Extracted data entries:

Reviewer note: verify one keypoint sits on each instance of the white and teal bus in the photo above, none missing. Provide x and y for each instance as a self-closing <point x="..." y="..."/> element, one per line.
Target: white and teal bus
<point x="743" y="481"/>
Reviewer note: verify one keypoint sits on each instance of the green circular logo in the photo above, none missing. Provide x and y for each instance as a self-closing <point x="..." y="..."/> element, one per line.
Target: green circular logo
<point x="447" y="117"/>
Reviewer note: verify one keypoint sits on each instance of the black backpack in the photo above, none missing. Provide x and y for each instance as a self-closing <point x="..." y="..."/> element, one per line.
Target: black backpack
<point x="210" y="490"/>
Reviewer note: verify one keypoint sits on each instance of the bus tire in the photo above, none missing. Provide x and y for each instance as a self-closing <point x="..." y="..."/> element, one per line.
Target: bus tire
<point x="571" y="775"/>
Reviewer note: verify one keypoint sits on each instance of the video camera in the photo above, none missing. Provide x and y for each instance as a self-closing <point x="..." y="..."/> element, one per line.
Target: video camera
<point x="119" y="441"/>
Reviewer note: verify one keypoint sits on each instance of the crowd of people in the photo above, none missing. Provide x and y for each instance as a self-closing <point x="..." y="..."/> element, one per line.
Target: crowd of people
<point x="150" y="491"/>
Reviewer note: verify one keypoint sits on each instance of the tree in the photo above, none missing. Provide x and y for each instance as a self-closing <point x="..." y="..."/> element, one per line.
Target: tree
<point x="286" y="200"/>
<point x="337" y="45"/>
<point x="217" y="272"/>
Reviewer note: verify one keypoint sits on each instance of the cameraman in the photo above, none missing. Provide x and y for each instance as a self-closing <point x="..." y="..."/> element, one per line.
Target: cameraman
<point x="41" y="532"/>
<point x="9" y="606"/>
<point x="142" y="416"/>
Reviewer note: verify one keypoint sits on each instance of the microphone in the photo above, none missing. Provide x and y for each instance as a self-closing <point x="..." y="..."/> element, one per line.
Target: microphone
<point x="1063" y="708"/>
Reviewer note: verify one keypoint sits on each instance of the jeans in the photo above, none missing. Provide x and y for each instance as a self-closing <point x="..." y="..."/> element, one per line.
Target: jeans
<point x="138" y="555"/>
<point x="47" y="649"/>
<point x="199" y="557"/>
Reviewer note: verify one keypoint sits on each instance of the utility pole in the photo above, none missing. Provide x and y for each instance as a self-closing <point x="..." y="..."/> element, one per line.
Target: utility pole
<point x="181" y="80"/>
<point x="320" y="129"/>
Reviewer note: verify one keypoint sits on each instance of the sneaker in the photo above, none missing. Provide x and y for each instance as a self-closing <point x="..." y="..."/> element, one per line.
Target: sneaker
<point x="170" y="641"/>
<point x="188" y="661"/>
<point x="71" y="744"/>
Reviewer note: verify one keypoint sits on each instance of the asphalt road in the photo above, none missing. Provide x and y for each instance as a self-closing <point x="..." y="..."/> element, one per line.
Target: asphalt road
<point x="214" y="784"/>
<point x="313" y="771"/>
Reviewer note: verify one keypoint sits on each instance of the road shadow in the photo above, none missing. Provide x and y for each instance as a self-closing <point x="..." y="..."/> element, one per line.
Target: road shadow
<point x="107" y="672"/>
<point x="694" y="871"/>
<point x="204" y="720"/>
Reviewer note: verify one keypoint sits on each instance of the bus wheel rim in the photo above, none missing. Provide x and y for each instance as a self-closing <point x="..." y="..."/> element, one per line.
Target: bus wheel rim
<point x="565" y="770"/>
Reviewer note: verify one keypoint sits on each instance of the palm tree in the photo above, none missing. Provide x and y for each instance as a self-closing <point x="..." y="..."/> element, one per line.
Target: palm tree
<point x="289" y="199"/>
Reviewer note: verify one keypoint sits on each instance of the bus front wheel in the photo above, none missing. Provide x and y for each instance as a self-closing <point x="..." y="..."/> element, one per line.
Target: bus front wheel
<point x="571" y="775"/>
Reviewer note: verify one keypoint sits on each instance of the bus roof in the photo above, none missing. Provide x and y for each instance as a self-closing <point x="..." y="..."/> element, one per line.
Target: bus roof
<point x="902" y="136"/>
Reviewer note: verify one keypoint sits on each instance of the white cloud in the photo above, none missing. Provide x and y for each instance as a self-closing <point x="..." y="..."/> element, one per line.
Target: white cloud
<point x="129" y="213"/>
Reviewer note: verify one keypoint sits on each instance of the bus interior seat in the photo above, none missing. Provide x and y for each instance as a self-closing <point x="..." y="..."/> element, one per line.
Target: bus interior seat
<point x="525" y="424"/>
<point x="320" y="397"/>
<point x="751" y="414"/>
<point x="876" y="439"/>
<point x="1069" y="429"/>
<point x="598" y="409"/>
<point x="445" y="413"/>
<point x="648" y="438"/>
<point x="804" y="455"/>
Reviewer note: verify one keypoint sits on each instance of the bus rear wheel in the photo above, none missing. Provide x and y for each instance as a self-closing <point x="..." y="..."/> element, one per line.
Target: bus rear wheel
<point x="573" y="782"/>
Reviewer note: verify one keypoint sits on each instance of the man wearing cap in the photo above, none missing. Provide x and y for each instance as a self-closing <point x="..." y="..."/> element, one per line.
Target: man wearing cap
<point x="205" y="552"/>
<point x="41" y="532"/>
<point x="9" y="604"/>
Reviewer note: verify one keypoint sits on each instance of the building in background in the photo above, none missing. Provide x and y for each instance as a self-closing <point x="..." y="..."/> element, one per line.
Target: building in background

EXERCISE DIRECTIONS
Each entry above is to be set down again in exactly the same words.

ANSWER SPACE
Reviewer note: verify one keypoint sits on each instance of the white and teal bus in the photo above, none missing. Provide x and y for each instance as a self-closing <point x="..." y="..."/> element, one per line.
Target: white and teal bus
<point x="743" y="481"/>
Reviewer note: verify one keypoint sits on each instance of the green circular logo in the photo above, none missing. Provide x and y for each instance as a self-closing <point x="..." y="..."/> element, one per line.
Target: green circular logo
<point x="447" y="117"/>
Reviewer note: verify one keypoint sits on each instance of the black backpack in the photo above, none missing. Provide x and y for each instance as a self-closing <point x="..." y="..."/> element, one per line.
Target: black backpack
<point x="210" y="490"/>
Reviewer note: verify one keypoint sits on each instance of the bus tire in the photo above, none missing. Provide x and y for each instance as a self-closing <point x="..." y="..."/> element, one per line.
Target: bus tire
<point x="571" y="775"/>
Reviewer note: verify one keypoint sits on each instance of the video camera in the photo above, none missing. Provide x and y for each instance as a self-closing <point x="..." y="..."/> element, one per line.
Target: video camera
<point x="119" y="441"/>
Reviewer note: verify one keypoint sits on each instance of the crowd of people in the photo above, none missing. Provide x and y for each instance as a self-closing <point x="..." y="..."/> element, one per line.
Target: crowd of people
<point x="150" y="491"/>
Reviewer note: verify one keypoint sits on each instance of the tree in the photo above, none missing. Provide x and y for each instance as a self-closing <point x="..." y="..."/> element, one per line.
Target: tree
<point x="286" y="200"/>
<point x="337" y="45"/>
<point x="217" y="272"/>
Reviewer note: verify one keypoint sits on each instance of the cameraman in the photo above, none missing. Provide x and y for each instance as a self-closing <point x="..." y="..."/> element, one per line.
Target: cameraman
<point x="41" y="532"/>
<point x="9" y="606"/>
<point x="142" y="416"/>
Reviewer note: verify one keypoint sits on each instance of the microphone in the photo above, none missing. Provide x and y for each instance as a self-closing <point x="..." y="..."/> element, one per line.
Target: microphone
<point x="1063" y="708"/>
Reviewer note: verify one keypoint sits on each instance of the jeans in the photo above, none missing. Provide x and y for each instance as a self-closing <point x="..." y="..."/> element, one per line.
Target: jeans
<point x="138" y="555"/>
<point x="47" y="649"/>
<point x="199" y="557"/>
Reviewer note: verify one keypoint sits on each instance of the utility pole in the photo above, none missing. Provide x and y for each instance as a self-closing <point x="..." y="..."/> element, one per line.
Target: utility pole
<point x="181" y="80"/>
<point x="320" y="129"/>
Reviewer note: verify one keypoint sits on each instance of the sneaker in the photo above, none missing. Provide x and y for each instance as a self-closing <point x="..." y="..."/> element, one per line.
Target: sneaker
<point x="170" y="641"/>
<point x="188" y="661"/>
<point x="71" y="744"/>
Reviewer note: verify one keypoint sits on each instance of the asphalt road in the photo above, none missing. Provide x and y for each instance as a self-closing <point x="..." y="..."/> element, one per line.
Target: asphalt road
<point x="214" y="784"/>
<point x="313" y="771"/>
Reviewer note: verify one keypoint sits on each instance of the road shadow in the photo above, none missing. Provide x and y for each instance as a self-closing <point x="..." y="..."/> element, one per line.
Target: road shadow
<point x="107" y="672"/>
<point x="694" y="871"/>
<point x="204" y="720"/>
Reviewer note: verify one keypoint sits on each instance of the bus wheel rim in the photo above, none missing. Provide x and y for each instance as a self-closing <point x="..." y="..."/> element, one per line.
Target: bus wheel rim
<point x="565" y="770"/>
Reviewer note: verify one keypoint sits on each instance of the palm tree in the photo above, none missing. Provide x and y for each instance as a self-closing <point x="..." y="..."/> element, one per line.
Target: palm tree
<point x="289" y="199"/>
Reviewer note: verify one keypoint sits on each instance of the bus front wheel in the photo above, none missing. Provide x and y for each instance as a self-closing <point x="..." y="..."/> element, one per line.
Target: bus front wheel
<point x="571" y="775"/>
Reviewer note: verify one keypoint sits on each instance of the bus roof in the photo above, none missing. Provide x and y for each instance as a self-closing <point x="..." y="..."/> element, one per line.
Target: bus roof
<point x="902" y="136"/>
Reviewer note: verify one keypoint sits on each instance of the white cloud in the photo above, none missing. Provide x and y for each instance as a self-closing <point x="..." y="..."/> element, one per line.
Target: white cloud
<point x="129" y="213"/>
Reviewer note: verify one keypoint sits on each instance of the bus interior seat in the photo above, none missing. Provide x and y for each instance as a self-closing <point x="..." y="..."/> element, one per line.
Target: bus interior seat
<point x="525" y="424"/>
<point x="320" y="397"/>
<point x="751" y="414"/>
<point x="876" y="439"/>
<point x="1069" y="429"/>
<point x="598" y="409"/>
<point x="445" y="413"/>
<point x="648" y="438"/>
<point x="804" y="455"/>
Reviewer note: verify one keypoint sits on each instance of the bus rear wheel in the photo above, none missing. Provide x and y for each instance as a self-closing <point x="..." y="..."/> element, one per line.
Target: bus rear wheel
<point x="573" y="782"/>
Reviewer note: verify one keypoint sits on each instance of the man wearing cap in the photo above, none missing. Provide x and y for each instance as a self-closing <point x="..." y="..."/> element, one per line.
Target: man wearing cap
<point x="205" y="552"/>
<point x="41" y="532"/>
<point x="9" y="604"/>
Reviewer note: verify one keypoint sits on each instance of the building in background in the photo above, none missing. Provide x and y for each instance as a self-closing <point x="..." y="..."/> element, one per line.
Target: building in background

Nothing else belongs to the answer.